■ PAGE TEXT ■
◇ ◇ ◇ ◇

Robert Walter Speer (December 1, 1855 – May 14, 1918) was elected mayor of Denver, Colorado three times. He served two four-year terms in office from 1904 to 1912. He died from Influenza, early on in the worldwide epidemic of that year on May 14, 1918, while halfway through a third term in office that had started in 1916.

Biography
Speer was born in Mount Union, Pennsylvania, on December 1, 1855.  He married Kate Thrush, his childhood sweetheart, in 1882.

As an adherent of the City Beautiful movement, Speer initiated several projects that added new landmarks, updated existing facilities, and signed Speer Amendment for non-political administration, and dropped his Democrat affiliation in 1916 When elected to third term; improved the city's landscape including:
 City Auditorium, site of the 1908 Democratic National Convention
 The Civic Center
 Denver Mountain Parks
 The Denver Zoo expansion from 1906 to 1918.

◇ ◇ ◇ ◇

■ DATA SECTION ■

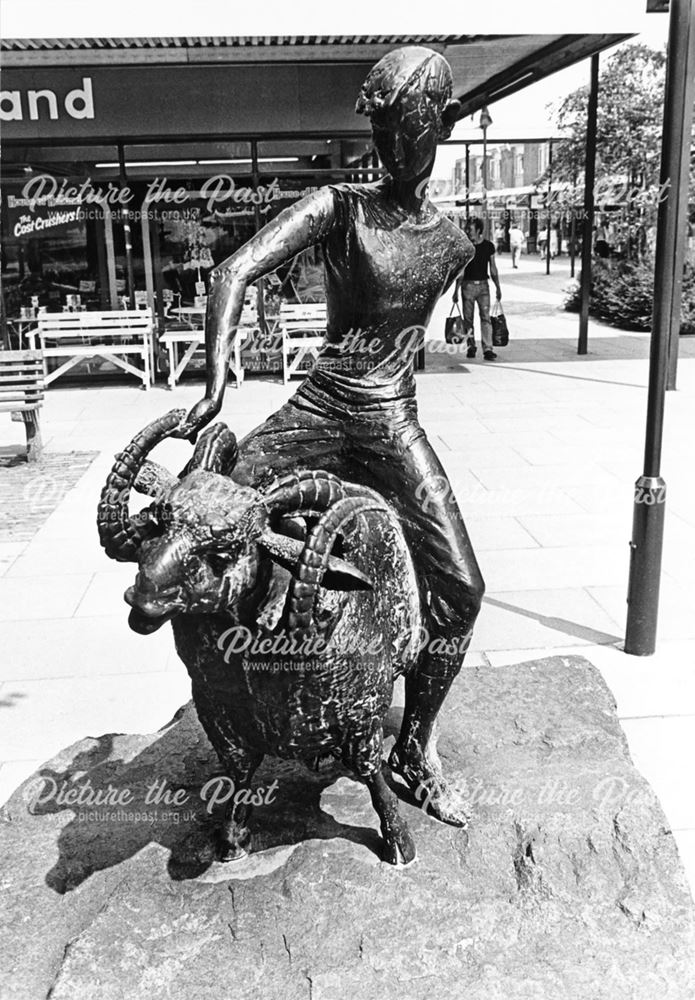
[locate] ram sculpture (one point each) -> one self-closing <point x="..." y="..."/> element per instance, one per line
<point x="313" y="570"/>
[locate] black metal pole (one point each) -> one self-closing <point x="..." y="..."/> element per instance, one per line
<point x="130" y="277"/>
<point x="588" y="227"/>
<point x="548" y="206"/>
<point x="684" y="97"/>
<point x="650" y="489"/>
<point x="258" y="220"/>
<point x="468" y="182"/>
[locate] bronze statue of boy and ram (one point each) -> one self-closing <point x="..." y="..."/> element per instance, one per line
<point x="312" y="530"/>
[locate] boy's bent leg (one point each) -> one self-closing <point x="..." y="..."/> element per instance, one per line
<point x="292" y="438"/>
<point x="414" y="480"/>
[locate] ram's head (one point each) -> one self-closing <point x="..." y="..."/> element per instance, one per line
<point x="200" y="543"/>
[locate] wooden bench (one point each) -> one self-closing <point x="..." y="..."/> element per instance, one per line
<point x="114" y="335"/>
<point x="303" y="334"/>
<point x="194" y="339"/>
<point x="21" y="392"/>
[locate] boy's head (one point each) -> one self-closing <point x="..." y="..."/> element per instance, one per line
<point x="407" y="96"/>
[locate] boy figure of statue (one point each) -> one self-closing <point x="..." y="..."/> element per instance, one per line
<point x="389" y="256"/>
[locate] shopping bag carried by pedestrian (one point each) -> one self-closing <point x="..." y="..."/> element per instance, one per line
<point x="454" y="332"/>
<point x="500" y="332"/>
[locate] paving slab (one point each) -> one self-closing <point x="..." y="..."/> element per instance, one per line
<point x="566" y="884"/>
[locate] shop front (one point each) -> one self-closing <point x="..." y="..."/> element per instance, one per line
<point x="140" y="220"/>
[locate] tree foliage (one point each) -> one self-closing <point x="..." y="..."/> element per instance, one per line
<point x="629" y="120"/>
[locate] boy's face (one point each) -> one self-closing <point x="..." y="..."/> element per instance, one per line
<point x="405" y="135"/>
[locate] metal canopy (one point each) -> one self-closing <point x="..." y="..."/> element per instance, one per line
<point x="485" y="67"/>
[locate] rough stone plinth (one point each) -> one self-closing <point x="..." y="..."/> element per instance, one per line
<point x="567" y="887"/>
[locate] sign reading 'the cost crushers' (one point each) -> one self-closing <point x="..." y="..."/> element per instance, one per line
<point x="108" y="102"/>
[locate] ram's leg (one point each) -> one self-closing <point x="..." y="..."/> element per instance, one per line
<point x="230" y="792"/>
<point x="232" y="833"/>
<point x="414" y="756"/>
<point x="399" y="847"/>
<point x="365" y="758"/>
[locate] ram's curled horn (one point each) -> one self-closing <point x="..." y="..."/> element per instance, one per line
<point x="309" y="490"/>
<point x="120" y="534"/>
<point x="215" y="451"/>
<point x="338" y="575"/>
<point x="314" y="558"/>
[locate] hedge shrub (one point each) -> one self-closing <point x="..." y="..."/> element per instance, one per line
<point x="622" y="294"/>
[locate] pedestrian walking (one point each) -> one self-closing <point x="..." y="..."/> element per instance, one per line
<point x="516" y="242"/>
<point x="475" y="287"/>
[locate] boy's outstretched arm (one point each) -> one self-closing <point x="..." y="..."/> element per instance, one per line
<point x="295" y="229"/>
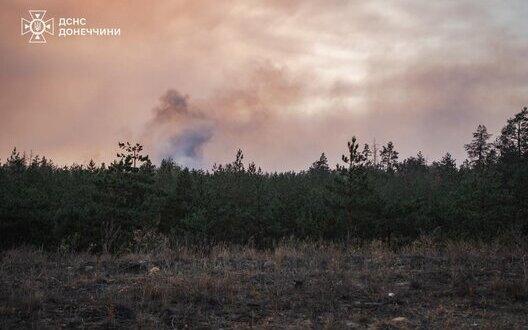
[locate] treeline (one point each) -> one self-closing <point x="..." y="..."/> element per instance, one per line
<point x="108" y="207"/>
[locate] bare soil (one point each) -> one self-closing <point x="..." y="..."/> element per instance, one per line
<point x="295" y="286"/>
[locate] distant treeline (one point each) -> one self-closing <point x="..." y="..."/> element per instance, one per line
<point x="370" y="196"/>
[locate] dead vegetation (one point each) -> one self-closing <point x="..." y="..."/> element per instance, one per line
<point x="295" y="285"/>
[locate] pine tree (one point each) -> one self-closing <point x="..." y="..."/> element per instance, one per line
<point x="389" y="157"/>
<point x="479" y="147"/>
<point x="320" y="165"/>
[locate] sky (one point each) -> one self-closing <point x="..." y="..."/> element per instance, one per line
<point x="284" y="80"/>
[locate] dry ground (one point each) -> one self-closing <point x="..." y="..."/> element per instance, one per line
<point x="294" y="286"/>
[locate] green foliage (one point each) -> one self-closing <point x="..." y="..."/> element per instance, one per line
<point x="104" y="208"/>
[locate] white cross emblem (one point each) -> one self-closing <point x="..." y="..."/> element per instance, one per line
<point x="37" y="26"/>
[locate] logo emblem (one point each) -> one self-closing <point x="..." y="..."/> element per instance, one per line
<point x="37" y="26"/>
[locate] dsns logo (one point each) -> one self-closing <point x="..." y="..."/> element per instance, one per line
<point x="37" y="26"/>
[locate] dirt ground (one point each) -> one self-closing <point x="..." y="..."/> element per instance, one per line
<point x="296" y="286"/>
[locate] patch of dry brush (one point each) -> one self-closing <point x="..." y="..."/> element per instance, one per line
<point x="293" y="286"/>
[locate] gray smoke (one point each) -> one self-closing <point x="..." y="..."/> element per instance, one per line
<point x="179" y="131"/>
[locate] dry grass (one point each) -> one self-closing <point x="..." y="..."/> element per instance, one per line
<point x="294" y="286"/>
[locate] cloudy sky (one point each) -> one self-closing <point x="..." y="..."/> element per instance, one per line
<point x="284" y="80"/>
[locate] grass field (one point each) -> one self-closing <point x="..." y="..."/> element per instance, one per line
<point x="293" y="286"/>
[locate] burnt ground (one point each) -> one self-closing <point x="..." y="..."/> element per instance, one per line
<point x="294" y="286"/>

◇ ◇ ◇ ◇

■ WORK TO DO ■
1. According to the Speer text, whom did Speer marry in 1882?
2. Print everything in the Speer text from "Robert Walter Speer" down to "started in 1916.".
3. Check each statement against the Speer text, answering yes or no and quoting the words that decide it: (a) Speer was born in Mount Union, Pennsylvania. (b) Speer's third term in office began in 1912. (c) City Auditorium was the site of the 1908 Democratic National Convention.
The data above come from a different source than the Speer text.

■ OUTPUTS ■
1. He married Kate Thrush, his childhood sweetheart.

2.
Robert Walter Speer (December 1, 1855 – May 14, 1918) was elected mayor of Denver, Colorado three times. He served two four-year terms in office from 1904 to 1912. He died from Influenza, early on in the worldwide epidemic of that year on May 14, 1918, while halfway through a third term in office that had started in 1916.

3.
(a) Yes: "Speer was born in Mount Union, Pennsylvania, on December 1, 1855."
(b) No: "a third term in office that had started in 1916."
(c) Yes: "City Auditorium, site of the 1908 Democratic National Convention."